_SELECTION_.
━━━━

The Heathen School Read online

Page 9


  En route they stop in the West Indies, at the island of Grenada, where Johnson is suddenly stricken with yellow fever. When his case seems hopeless, he is wrapped in blankets and left to die on a beach. Fortunately, he is found by “a gentleman … taking an evening walk … with his lady,” carried to their home, and nursed back to health. Eventually, he secures passage on yet another American ship, and debarks in the town of Derby, Connecticut. From there he removes to the neighboring village of Woodbridge, is hosted by the local minister, and is eventually referred to the agents of the Mission School. He is admitted despite (or because of?) pronouncing himself “a Mahometan [sic] by habit,” and seeming “very bigoted, saying his prayers to the prophet four times a day.” This is but a prelude to Christian conversion; within days he begins “to doubt the divine mission of Mahomet,” and to feel “great reverence for the Scriptures.” His teachers find him to be “diligent and studious.” And the fact that he speaks both Hebrew and Arabic makes them regard him as “an important acquisition.” Indeed, considering “the remarkable leadings of Providence” that brought him to Cornwall, they feel certain of his destiny “to be an instrument of good in some station.” (Another legend? Perhaps—in some parts. But the weave of the Mission School story would include such strands over and over again.)

  Thus the total number of students by summer’s end was an even dozen: seven from Hawaii, two from India, one Native American, plus the two Yankees. Their ages spanned a range from mid-teens to early thirties. Their prior experience was enormously diverse: seafaring, most especially, but also military service, farming, barbering, cooperage, “academy” schooling. Their educational levels, and their language skills in particular, were equally varied; one or two were nearly illiterate, while others had been tutored for months or years in Latin, Greek, and Hebrew. (And John Johnson, as noted, spoke Arabic.) Perhaps the first, most pressing problem their instructor would face was finding common ground among them.

━━━━

_GIVEN INFORMATION_.

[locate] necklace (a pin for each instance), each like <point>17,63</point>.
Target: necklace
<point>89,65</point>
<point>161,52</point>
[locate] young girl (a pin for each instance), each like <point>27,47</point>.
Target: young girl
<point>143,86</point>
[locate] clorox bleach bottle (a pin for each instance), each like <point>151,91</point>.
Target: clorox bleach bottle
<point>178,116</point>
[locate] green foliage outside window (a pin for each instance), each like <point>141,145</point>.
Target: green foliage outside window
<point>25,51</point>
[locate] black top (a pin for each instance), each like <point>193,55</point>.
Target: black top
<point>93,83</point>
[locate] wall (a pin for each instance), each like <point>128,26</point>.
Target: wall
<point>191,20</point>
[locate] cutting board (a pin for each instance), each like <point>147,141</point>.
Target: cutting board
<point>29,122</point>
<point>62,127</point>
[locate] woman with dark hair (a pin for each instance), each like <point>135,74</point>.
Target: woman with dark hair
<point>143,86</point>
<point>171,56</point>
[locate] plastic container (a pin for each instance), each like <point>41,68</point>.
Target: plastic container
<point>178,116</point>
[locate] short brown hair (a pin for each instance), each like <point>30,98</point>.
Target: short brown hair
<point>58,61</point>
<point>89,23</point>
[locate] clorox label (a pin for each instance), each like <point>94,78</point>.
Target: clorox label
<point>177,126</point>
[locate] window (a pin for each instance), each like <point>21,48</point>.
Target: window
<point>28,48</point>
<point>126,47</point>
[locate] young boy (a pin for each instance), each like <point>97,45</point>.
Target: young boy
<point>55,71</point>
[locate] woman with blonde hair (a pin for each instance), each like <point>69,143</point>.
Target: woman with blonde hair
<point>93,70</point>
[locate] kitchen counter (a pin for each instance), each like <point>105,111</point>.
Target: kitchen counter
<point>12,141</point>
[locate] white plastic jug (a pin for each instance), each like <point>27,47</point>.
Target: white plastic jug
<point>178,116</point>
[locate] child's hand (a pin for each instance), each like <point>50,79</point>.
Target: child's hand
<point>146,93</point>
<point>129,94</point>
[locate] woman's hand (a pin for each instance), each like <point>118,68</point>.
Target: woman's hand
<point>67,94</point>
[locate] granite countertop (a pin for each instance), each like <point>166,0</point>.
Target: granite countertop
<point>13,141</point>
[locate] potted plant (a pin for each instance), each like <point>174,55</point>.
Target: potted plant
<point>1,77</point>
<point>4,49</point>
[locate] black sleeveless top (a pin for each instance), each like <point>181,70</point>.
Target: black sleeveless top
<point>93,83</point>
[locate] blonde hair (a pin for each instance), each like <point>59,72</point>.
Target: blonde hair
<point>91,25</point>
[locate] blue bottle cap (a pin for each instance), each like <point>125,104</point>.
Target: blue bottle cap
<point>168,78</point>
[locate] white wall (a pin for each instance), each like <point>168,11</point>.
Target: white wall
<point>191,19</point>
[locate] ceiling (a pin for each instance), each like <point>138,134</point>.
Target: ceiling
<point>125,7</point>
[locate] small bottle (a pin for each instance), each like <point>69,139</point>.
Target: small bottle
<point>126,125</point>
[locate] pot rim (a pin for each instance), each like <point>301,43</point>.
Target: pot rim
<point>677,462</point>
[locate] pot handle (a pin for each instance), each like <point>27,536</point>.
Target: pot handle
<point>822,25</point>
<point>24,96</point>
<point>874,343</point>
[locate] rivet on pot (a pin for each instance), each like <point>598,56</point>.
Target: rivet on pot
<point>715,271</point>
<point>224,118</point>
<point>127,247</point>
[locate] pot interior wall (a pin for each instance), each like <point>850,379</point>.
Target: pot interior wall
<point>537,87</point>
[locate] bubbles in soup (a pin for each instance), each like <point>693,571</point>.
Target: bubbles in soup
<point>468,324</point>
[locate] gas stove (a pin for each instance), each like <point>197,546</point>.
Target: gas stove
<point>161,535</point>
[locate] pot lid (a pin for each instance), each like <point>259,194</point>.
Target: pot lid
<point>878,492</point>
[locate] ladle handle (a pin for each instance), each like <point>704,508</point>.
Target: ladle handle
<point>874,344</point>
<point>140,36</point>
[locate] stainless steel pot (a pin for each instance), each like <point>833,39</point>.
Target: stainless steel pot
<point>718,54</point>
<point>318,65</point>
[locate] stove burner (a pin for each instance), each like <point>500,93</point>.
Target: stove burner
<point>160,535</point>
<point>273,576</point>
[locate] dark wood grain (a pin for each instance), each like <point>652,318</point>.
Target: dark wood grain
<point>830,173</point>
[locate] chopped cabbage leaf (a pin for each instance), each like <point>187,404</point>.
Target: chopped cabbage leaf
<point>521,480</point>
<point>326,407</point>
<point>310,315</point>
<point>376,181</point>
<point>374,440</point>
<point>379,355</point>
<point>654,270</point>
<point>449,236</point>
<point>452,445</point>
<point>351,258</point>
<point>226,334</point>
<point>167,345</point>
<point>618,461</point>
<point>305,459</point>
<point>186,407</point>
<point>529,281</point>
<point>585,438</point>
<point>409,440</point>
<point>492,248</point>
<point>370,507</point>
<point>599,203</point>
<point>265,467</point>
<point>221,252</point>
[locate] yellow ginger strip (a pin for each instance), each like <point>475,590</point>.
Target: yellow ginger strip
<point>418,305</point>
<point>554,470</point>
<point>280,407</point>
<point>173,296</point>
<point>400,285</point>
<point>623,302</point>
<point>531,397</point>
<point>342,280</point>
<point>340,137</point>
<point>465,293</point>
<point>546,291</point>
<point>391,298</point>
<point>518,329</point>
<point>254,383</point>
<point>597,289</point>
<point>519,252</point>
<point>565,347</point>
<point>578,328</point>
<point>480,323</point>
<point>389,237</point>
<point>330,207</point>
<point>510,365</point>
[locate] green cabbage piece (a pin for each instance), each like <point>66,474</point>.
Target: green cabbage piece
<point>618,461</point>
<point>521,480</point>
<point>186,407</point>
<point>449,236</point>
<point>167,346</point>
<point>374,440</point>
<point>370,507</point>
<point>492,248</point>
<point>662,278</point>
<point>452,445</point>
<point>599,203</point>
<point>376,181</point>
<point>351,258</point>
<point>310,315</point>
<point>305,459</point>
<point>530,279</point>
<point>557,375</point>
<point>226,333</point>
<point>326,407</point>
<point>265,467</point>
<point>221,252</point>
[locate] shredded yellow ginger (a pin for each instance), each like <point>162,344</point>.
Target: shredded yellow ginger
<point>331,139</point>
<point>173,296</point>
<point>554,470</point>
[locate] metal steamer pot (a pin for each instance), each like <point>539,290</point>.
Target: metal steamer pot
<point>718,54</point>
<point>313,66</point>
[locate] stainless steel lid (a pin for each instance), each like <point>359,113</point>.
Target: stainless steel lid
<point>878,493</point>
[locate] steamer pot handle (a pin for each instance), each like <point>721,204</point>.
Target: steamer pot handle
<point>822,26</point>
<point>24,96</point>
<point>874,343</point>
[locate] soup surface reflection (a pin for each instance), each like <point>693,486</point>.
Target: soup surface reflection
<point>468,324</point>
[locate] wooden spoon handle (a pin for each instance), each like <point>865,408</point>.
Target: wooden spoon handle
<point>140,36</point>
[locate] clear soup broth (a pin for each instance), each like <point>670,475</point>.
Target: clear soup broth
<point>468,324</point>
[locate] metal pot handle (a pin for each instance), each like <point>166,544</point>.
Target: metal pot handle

━━━━

_PARTS OF THE EXERCISE_.
(a) Please state where Johnson was left to die after falling ill with yellow fever, according to the Heathen School excerpt.
(b) Lay out the rows from the line with "[locate] ceiling (a" to the line with "<point>677,462</point>", both included, as a two-column CSV with the headers input and output. Put each row's text under input and its answer under output, each in one quoted field, with line breaks turned into spaces.

_PROBLEM SOLUTIONS_.
(a) On a beach on the island of Grenada.

(b)
input,output
"[locate] ceiling (a pin for each instance), each like <point>138,134</point>. Target: ceiling","<point>125,7</point>"
"[locate] small bottle (a pin for each instance), each like <point>69,139</point>. Target: small bottle","<point>126,125</point>"
"[locate] pot rim (a pin for each instance), each like <point>301,43</point>. Target: pot rim","<point>677,462</point>"